WORK REQUIRED » Reproduce the data below word for word.

SOURCE DATA »
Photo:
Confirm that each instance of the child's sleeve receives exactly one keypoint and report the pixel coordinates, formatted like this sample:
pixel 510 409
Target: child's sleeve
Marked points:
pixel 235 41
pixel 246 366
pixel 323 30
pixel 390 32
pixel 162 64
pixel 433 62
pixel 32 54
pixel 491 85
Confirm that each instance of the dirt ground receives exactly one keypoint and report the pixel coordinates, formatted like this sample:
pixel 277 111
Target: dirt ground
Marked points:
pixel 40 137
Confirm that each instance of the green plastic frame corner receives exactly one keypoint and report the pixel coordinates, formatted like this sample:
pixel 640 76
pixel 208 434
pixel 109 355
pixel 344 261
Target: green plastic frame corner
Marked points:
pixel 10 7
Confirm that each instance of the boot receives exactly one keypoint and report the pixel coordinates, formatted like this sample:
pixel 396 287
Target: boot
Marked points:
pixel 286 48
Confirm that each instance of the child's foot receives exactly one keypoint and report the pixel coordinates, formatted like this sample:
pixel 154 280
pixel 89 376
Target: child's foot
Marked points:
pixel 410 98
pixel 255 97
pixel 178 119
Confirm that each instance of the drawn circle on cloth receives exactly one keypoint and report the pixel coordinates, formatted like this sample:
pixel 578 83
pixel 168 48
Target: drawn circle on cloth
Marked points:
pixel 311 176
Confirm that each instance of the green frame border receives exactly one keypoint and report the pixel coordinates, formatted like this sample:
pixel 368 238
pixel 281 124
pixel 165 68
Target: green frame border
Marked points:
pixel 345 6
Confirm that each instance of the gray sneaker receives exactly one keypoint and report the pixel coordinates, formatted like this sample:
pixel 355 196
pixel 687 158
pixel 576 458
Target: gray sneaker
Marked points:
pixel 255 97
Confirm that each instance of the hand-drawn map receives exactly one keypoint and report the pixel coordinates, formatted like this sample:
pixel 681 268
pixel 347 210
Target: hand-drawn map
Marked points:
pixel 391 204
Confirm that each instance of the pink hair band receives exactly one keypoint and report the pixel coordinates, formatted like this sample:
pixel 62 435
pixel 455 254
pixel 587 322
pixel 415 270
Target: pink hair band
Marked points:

ANSWER FOR THE TASK »
Photo:
Confirm that each instance of the child's sleeve receives exactly one keypoint and report the pixel coordinates, formatted like this sample:
pixel 510 409
Target: child's sleeve
Marked points:
pixel 235 41
pixel 246 366
pixel 323 30
pixel 390 32
pixel 162 64
pixel 433 62
pixel 32 54
pixel 491 85
Confirm that each instance of the dirt ground receives exactly one keypoint and report the pixel coordinates, formatted like this sample:
pixel 277 111
Target: dirt ground
Marked points:
pixel 40 137
Confirm that each instance of the green plastic frame corner receives exactly one keypoint and report the pixel coordinates, formatted like this sample:
pixel 640 76
pixel 208 434
pixel 109 355
pixel 344 261
Target: green plastic frame corner
Marked points:
pixel 10 7
Confirm that each instance of the boot receives exactly one keypoint and report the pixel coordinates, formatted like this sample:
pixel 396 287
Target: boot
Marked points:
pixel 286 48
Confirm that each instance of the child's foot receives exactly one keypoint and report the pixel coordinates, formatted like this sample:
pixel 154 280
pixel 89 376
Target: child's foot
Marked points:
pixel 410 98
pixel 255 97
pixel 178 119
Confirm that each instance of the drawn circle on cloth receives exactly one keypoint and report the pixel coordinates, formatted like this sample:
pixel 578 83
pixel 168 48
Target: drawn circle on cloth
Marked points:
pixel 311 176
Confirm that each instance of the green frame border receives exactly one keypoint and report the pixel coordinates, formatted like this sample:
pixel 368 238
pixel 281 124
pixel 165 68
Target: green frame border
Marked points:
pixel 345 6
Confirm that each instance of the gray sneaker receives exactly one keypoint and report the pixel coordinates, formatted like this sample:
pixel 355 196
pixel 687 158
pixel 576 458
Target: gray sneaker
Marked points:
pixel 255 97
Confirm that each instance of the hand-drawn map receives exactly one keypoint and report the pixel coordinates, formatted like this sample:
pixel 681 268
pixel 347 210
Target: hand-drawn map
Marked points:
pixel 391 204
Confirm that each instance of the pink hair band receives exactly one keypoint and report the pixel coordinates, formatted like this sample:
pixel 62 435
pixel 455 254
pixel 587 322
pixel 415 270
Target: pink hair band
Marked points:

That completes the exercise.